> **What you have to do**
Take from the entries below the stretch from the line with "You are given" through the line with "Target: reflection in glass door", and return it exactly, leaving the pictures out.
[Records supplied Boundary: Start]
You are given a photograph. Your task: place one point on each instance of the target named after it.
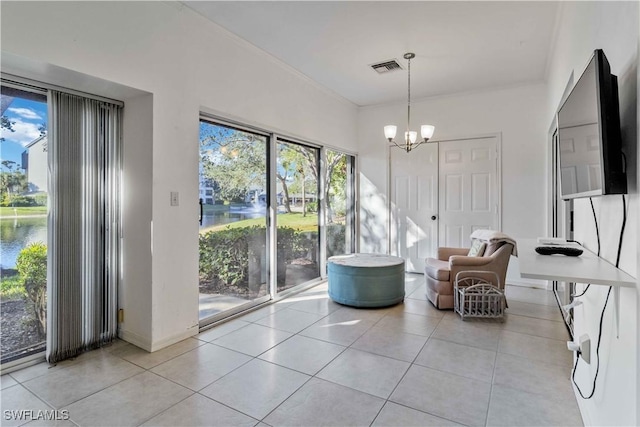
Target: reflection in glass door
[Records supplied Boundary: End]
[Records supplied Boundary: Start]
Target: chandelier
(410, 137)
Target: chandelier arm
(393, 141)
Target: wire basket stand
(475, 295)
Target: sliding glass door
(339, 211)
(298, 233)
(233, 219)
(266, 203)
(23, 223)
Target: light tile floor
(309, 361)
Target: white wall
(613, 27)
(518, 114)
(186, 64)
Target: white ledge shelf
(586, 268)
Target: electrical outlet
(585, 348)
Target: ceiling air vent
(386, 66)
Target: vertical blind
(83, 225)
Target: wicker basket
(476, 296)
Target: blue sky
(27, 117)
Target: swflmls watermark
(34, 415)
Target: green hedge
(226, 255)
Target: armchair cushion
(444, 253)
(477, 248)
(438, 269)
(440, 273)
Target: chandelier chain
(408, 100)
[Records supplied Boundary: End]
> **Reply**
You are given a photograph. Your task: place one point on each instance of the target named after it.
Target: reflection in glass door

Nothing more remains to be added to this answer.